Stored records
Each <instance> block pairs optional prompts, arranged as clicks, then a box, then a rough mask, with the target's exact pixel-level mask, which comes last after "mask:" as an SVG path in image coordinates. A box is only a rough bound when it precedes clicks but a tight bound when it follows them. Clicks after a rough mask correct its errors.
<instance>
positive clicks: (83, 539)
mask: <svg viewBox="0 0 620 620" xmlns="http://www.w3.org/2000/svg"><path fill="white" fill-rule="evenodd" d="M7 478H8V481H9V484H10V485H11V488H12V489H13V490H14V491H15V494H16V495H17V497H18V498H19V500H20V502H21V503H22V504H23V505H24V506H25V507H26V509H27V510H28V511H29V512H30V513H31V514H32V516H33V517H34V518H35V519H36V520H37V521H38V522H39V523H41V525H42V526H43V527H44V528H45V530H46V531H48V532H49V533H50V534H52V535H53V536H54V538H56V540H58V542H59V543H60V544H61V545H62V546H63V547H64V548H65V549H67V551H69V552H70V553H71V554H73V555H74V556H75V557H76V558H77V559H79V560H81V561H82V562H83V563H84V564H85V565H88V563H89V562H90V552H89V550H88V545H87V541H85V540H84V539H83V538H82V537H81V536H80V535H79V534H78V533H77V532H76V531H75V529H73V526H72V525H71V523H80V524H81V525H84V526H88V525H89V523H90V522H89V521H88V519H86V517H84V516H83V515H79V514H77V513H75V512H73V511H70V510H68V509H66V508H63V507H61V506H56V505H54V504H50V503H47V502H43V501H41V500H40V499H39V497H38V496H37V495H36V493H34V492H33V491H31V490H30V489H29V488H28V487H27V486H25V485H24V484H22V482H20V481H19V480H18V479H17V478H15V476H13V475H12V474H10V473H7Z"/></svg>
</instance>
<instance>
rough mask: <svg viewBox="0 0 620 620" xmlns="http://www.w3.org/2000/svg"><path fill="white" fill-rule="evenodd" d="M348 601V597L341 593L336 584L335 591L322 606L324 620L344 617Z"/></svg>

§ Aim of the exercise
Please restate every record above word for word.

§ Written solution
Each <instance> block pairs optional prompts, arranged as clicks, then a box, then a rough mask, with the target's exact pixel-level mask, which comes last after "mask:" as an SVG path in image coordinates. A box is only a rough bound when it precedes clicks but a tight bound when it follows them. Clicks after a rough mask correct its errors.
<instance>
positive clicks: (83, 539)
mask: <svg viewBox="0 0 620 620" xmlns="http://www.w3.org/2000/svg"><path fill="white" fill-rule="evenodd" d="M7 478H8V481H9V484H10V485H11V488H12V489H13V490H14V491H15V494H16V495H17V497H18V498H19V500H20V502H21V503H22V504H23V505H24V506H25V507H26V509H27V510H28V511H29V512H30V513H31V514H32V516H33V517H34V518H35V519H36V520H37V521H38V522H39V523H41V525H42V526H43V527H44V528H45V530H46V531H48V532H49V533H50V534H52V535H53V536H54V538H56V540H58V542H59V543H60V544H61V545H62V546H63V547H64V548H65V549H67V551H69V552H70V553H71V554H73V555H74V556H75V557H76V558H77V559H79V560H81V561H82V562H83V563H84V564H85V565H88V563H89V562H90V552H89V550H88V545H87V541H85V540H84V539H83V538H82V537H81V536H80V535H79V534H78V533H77V532H76V531H75V529H73V526H72V525H71V523H80V524H81V525H84V526H88V525H89V523H90V522H89V521H88V519H86V517H84V516H83V515H79V514H77V513H75V512H73V511H70V510H68V509H66V508H63V507H61V506H56V505H54V504H50V503H47V502H43V501H41V500H40V499H39V497H38V496H37V495H36V493H34V492H33V491H31V490H30V489H29V488H28V487H27V486H25V485H24V484H22V482H20V481H19V480H18V479H17V478H15V476H13V475H12V474H10V473H7Z"/></svg>
</instance>
<instance>
rough mask: <svg viewBox="0 0 620 620" xmlns="http://www.w3.org/2000/svg"><path fill="white" fill-rule="evenodd" d="M348 601V597L341 593L336 584L335 591L322 606L324 620L344 617Z"/></svg>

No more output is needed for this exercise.